**Input**
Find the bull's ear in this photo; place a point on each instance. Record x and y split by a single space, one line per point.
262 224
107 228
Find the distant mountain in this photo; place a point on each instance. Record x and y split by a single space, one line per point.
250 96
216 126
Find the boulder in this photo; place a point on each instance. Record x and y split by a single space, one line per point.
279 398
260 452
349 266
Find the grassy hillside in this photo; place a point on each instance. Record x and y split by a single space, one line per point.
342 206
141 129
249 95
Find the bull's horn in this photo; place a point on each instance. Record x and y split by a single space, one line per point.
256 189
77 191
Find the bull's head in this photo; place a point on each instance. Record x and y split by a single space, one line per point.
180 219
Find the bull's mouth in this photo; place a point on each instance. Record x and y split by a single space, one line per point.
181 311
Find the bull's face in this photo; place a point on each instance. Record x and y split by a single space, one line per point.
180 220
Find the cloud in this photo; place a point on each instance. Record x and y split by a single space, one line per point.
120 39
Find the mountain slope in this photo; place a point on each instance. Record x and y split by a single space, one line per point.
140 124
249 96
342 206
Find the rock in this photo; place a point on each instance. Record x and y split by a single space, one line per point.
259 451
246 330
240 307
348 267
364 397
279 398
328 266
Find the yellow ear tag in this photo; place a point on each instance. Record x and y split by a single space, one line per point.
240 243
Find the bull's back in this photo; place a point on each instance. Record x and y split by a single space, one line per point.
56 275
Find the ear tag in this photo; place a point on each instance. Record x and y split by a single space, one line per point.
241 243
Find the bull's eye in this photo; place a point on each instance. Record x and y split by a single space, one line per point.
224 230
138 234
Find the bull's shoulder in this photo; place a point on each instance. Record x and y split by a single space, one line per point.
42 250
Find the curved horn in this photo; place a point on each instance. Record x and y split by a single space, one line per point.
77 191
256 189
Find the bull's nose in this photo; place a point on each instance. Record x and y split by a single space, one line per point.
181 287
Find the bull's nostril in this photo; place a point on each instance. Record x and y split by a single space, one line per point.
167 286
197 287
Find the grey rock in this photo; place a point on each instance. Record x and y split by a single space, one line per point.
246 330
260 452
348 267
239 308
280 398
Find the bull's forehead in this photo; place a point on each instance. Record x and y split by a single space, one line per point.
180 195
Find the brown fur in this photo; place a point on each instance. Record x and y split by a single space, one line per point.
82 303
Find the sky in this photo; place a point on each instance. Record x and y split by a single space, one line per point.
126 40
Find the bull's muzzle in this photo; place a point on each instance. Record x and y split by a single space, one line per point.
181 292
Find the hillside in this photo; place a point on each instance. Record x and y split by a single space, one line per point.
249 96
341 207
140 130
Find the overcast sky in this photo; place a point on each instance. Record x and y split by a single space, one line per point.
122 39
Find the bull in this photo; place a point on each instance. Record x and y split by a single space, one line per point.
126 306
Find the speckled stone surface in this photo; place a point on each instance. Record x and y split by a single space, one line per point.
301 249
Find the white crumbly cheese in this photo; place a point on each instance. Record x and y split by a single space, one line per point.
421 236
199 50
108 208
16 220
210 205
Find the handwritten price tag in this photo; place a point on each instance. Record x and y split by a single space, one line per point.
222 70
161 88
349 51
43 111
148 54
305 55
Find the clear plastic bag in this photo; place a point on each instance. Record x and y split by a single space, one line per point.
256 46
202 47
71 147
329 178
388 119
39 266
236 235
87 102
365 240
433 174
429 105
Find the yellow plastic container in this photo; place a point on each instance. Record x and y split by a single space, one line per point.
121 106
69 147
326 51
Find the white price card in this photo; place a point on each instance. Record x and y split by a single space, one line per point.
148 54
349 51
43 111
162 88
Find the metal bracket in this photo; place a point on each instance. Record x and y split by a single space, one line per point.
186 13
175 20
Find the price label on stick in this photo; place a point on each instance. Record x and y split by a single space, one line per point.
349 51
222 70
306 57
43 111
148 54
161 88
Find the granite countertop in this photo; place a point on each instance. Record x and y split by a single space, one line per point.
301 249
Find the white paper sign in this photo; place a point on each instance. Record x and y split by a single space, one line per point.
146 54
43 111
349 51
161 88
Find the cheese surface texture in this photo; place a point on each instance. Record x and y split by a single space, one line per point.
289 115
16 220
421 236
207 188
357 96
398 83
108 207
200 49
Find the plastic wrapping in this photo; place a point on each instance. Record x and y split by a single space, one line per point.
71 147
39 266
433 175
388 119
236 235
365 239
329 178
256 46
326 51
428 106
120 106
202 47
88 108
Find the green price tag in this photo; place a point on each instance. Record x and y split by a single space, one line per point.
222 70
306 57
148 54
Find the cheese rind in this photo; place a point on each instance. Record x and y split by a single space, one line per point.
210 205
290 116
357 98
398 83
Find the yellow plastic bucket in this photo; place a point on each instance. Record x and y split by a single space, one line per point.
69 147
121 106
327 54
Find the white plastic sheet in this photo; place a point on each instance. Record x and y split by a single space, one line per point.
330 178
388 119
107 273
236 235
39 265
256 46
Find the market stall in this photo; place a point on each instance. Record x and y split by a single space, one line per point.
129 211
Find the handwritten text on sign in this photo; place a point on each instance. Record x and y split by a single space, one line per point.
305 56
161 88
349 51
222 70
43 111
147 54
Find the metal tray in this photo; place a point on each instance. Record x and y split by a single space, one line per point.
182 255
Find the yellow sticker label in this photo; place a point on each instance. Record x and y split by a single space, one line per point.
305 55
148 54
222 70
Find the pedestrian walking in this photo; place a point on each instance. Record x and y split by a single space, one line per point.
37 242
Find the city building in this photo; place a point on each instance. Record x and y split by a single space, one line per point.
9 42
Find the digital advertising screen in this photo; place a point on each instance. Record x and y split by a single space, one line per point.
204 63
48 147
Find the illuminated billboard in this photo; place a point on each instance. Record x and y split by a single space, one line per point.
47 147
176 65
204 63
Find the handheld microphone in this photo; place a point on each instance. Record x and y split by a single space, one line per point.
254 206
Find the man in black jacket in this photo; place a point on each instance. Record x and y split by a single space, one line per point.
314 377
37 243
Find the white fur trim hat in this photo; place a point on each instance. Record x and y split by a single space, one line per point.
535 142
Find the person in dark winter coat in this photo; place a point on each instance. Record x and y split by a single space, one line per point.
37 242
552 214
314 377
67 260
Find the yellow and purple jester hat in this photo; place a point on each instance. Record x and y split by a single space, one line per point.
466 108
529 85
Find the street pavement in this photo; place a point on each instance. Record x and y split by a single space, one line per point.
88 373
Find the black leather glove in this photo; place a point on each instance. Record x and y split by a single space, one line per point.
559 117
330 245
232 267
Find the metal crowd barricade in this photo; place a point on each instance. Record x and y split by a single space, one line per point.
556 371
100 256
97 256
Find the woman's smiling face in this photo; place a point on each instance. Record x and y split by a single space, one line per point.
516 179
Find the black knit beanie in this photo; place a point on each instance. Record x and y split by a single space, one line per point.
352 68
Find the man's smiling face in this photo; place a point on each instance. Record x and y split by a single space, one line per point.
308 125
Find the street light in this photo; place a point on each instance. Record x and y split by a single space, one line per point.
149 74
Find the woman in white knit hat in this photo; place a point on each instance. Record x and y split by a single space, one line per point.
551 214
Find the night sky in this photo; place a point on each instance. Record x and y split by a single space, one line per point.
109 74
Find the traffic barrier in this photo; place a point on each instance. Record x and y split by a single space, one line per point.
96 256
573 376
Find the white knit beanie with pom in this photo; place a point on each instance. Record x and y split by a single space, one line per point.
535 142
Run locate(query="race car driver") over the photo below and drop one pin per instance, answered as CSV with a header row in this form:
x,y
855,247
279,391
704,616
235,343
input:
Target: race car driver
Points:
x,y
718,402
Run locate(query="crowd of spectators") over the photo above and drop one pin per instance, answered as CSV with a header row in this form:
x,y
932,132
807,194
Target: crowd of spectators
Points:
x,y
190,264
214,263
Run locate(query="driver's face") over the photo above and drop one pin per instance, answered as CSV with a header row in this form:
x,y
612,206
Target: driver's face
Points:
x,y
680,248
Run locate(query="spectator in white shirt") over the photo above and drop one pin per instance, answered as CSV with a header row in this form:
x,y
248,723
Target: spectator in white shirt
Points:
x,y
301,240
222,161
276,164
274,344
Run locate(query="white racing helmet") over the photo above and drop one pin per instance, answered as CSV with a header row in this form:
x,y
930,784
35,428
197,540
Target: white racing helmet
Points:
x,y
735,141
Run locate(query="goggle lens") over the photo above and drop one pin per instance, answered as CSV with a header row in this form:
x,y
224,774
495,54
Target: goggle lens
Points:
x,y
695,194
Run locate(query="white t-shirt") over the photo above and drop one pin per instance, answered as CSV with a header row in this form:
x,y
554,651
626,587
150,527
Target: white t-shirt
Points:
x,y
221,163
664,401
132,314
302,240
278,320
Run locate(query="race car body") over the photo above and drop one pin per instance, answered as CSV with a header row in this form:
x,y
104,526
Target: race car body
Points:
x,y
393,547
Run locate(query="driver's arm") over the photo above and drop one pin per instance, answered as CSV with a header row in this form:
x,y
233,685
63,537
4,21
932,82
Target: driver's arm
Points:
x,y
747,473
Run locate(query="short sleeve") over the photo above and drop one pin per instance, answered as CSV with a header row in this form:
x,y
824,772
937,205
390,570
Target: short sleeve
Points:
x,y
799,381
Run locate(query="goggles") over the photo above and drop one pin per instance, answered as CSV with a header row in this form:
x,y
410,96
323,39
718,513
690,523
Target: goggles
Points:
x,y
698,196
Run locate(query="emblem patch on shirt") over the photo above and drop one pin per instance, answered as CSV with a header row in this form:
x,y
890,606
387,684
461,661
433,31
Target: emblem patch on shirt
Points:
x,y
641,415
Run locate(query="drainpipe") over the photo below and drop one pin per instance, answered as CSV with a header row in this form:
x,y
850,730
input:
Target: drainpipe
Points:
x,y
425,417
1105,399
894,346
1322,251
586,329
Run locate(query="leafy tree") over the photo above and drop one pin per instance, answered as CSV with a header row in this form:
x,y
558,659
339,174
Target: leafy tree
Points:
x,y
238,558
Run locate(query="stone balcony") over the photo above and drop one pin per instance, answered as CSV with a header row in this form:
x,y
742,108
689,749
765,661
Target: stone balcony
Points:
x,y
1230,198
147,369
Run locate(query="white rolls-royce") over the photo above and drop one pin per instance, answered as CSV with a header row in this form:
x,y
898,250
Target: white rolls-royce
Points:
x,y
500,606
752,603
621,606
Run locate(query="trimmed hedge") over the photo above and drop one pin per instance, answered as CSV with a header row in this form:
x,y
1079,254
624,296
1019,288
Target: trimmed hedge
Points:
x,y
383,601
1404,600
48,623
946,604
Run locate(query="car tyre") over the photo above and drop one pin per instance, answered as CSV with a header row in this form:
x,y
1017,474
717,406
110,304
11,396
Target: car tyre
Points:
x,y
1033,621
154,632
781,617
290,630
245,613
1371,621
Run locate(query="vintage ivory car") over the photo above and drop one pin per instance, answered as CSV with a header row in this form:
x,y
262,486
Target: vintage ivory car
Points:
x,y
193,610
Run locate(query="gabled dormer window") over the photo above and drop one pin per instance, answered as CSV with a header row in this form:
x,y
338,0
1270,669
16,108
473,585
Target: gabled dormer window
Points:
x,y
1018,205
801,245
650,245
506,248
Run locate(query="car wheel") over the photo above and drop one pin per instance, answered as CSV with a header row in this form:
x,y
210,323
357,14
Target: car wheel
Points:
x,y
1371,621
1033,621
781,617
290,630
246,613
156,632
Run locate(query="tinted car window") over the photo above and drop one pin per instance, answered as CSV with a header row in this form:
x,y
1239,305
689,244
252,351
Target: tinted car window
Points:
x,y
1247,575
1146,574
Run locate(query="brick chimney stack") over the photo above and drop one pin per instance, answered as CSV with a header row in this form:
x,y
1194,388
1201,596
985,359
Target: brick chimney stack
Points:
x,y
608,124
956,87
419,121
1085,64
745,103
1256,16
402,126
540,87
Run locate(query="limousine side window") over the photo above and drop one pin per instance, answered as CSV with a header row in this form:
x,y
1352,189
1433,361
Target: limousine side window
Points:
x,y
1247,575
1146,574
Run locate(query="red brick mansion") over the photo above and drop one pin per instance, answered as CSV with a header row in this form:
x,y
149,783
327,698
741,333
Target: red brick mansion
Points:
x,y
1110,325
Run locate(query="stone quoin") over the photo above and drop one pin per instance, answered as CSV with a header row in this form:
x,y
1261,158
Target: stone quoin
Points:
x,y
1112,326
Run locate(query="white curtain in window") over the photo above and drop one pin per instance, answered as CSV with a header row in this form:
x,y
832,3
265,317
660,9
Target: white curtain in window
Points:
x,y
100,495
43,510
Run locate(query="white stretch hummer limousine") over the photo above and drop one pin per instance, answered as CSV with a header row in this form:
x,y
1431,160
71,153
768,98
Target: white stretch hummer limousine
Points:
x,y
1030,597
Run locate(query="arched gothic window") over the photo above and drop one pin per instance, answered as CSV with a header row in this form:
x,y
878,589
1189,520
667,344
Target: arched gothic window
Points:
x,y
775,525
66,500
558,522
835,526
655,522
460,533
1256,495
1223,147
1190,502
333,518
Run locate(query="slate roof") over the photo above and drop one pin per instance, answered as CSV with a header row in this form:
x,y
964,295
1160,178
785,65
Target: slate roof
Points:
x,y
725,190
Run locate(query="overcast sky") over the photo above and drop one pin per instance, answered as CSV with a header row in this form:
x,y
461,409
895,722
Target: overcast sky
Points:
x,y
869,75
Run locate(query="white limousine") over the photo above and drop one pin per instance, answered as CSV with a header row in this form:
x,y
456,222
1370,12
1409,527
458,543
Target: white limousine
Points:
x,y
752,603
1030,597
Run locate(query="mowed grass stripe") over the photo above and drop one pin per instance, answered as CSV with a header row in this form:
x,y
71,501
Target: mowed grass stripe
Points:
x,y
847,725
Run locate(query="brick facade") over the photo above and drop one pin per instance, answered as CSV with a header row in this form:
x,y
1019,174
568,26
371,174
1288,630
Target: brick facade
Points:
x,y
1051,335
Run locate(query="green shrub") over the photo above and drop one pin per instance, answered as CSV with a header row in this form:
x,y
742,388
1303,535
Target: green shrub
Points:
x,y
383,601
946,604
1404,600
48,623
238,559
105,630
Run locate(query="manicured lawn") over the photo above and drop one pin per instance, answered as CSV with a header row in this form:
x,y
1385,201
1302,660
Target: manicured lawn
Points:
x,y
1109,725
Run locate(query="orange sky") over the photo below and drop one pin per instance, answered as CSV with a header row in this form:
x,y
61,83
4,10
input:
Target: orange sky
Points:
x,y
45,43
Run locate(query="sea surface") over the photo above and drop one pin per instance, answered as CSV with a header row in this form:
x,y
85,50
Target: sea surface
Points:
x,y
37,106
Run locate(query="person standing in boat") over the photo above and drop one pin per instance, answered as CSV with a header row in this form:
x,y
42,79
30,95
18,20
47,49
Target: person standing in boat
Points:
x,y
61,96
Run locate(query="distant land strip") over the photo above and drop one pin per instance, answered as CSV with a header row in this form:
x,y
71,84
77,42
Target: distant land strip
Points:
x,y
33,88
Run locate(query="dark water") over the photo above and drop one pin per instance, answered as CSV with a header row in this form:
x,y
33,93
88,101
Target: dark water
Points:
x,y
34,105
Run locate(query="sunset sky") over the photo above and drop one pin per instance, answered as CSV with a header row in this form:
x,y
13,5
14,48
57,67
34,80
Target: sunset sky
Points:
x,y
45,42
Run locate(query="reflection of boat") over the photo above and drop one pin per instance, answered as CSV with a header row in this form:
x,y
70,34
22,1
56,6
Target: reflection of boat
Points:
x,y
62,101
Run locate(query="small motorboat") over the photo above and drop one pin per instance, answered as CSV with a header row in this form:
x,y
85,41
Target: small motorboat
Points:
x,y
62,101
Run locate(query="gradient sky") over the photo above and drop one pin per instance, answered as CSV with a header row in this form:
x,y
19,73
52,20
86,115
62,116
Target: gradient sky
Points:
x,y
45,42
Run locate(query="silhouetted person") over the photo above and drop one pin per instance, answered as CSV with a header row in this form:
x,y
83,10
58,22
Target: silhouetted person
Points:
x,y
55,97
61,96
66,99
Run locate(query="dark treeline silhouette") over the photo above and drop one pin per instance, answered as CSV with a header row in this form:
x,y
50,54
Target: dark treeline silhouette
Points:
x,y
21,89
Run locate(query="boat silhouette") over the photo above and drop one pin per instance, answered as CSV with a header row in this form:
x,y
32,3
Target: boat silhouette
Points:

**What the exercise asks**
In these entries, some lines may contain the string "drainpipe". Give the number of such lines and nothing more.

**Completed exercise**
2